YOUR TASK:
Look below for the lines from the one with "Target: snowmobile windshield" to the one with "Mark each instance of the black", and copy exactly those lines, both ends included.

[Point localization data]

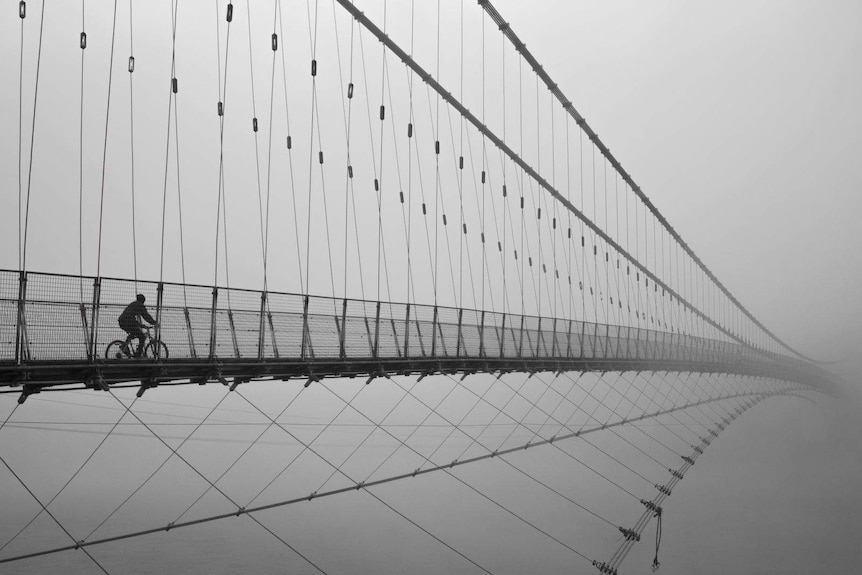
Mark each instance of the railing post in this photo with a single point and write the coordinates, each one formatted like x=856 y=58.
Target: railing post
x=376 y=330
x=94 y=327
x=482 y=335
x=503 y=337
x=19 y=327
x=407 y=331
x=583 y=336
x=160 y=292
x=554 y=343
x=458 y=341
x=85 y=328
x=261 y=338
x=521 y=338
x=342 y=352
x=233 y=333
x=539 y=337
x=213 y=323
x=272 y=335
x=304 y=327
x=193 y=352
x=434 y=334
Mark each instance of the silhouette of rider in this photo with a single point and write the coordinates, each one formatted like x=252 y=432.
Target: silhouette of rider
x=128 y=320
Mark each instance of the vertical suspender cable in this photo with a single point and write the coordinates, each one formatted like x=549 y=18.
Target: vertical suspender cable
x=131 y=136
x=171 y=103
x=105 y=149
x=81 y=162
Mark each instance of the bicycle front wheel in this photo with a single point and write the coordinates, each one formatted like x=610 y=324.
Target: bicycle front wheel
x=117 y=349
x=156 y=350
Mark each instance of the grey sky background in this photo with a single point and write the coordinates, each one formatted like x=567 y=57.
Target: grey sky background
x=741 y=122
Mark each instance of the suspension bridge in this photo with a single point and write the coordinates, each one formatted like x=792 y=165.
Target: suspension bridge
x=327 y=196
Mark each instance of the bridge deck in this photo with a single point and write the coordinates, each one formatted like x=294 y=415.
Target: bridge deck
x=55 y=329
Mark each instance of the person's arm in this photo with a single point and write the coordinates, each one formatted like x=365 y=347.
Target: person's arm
x=146 y=315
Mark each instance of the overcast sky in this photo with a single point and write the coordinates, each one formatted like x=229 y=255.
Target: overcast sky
x=741 y=122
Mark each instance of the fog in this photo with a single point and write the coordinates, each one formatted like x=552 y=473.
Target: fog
x=741 y=123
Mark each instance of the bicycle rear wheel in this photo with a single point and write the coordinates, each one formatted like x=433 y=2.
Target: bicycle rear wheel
x=156 y=350
x=117 y=349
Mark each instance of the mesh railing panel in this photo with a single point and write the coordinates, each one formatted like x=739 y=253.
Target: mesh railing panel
x=60 y=320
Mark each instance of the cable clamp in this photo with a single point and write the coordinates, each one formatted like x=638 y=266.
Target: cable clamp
x=629 y=534
x=651 y=506
x=604 y=568
x=663 y=489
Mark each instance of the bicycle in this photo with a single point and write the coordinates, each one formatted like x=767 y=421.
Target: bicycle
x=152 y=348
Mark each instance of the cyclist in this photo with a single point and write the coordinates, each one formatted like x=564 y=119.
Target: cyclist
x=130 y=323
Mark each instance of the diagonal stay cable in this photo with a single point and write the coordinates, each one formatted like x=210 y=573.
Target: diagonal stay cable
x=305 y=446
x=427 y=532
x=241 y=455
x=77 y=544
x=447 y=470
x=225 y=495
x=74 y=475
x=530 y=443
x=366 y=485
x=357 y=485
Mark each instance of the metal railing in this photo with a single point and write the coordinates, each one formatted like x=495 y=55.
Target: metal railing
x=55 y=318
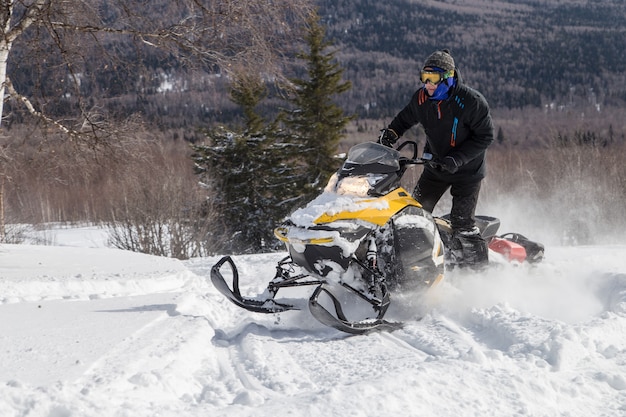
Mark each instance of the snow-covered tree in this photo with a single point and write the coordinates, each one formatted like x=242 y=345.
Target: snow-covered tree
x=315 y=120
x=248 y=168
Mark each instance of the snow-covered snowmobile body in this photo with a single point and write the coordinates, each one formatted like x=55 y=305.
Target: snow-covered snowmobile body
x=364 y=235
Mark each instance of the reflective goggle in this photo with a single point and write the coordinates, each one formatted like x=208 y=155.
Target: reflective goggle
x=435 y=77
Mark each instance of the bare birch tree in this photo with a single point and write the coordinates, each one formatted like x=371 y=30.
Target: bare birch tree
x=65 y=37
x=231 y=35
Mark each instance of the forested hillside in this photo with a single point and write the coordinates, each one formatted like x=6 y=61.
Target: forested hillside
x=518 y=52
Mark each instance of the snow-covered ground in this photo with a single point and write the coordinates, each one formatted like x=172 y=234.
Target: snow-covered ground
x=87 y=330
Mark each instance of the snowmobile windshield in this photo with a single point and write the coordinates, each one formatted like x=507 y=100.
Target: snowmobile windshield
x=370 y=158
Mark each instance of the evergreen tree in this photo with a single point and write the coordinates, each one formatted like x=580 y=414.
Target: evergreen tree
x=246 y=169
x=315 y=121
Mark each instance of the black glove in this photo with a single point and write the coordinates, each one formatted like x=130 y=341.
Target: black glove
x=449 y=164
x=387 y=137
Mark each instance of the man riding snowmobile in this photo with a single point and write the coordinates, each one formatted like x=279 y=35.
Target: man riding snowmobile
x=459 y=130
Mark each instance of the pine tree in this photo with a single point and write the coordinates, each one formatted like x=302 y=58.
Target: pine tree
x=246 y=169
x=315 y=121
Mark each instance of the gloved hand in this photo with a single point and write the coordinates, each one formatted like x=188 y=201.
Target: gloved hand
x=387 y=137
x=449 y=164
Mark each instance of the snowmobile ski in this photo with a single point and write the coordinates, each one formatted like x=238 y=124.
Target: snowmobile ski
x=268 y=305
x=341 y=322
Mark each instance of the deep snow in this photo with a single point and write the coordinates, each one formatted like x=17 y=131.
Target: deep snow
x=87 y=330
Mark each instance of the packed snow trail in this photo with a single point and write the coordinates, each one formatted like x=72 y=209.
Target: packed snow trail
x=101 y=332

OUTPUT:
Target: snowmobile windshield
x=370 y=158
Mark each instance of the evergreen tree in this photo with a single point and write the coordinates, each one formatted like x=580 y=414.
Target: evergreen tree
x=246 y=169
x=315 y=121
Mark each instance of the black glove in this photo with a single point and write the coordinates, each one formatted like x=130 y=341.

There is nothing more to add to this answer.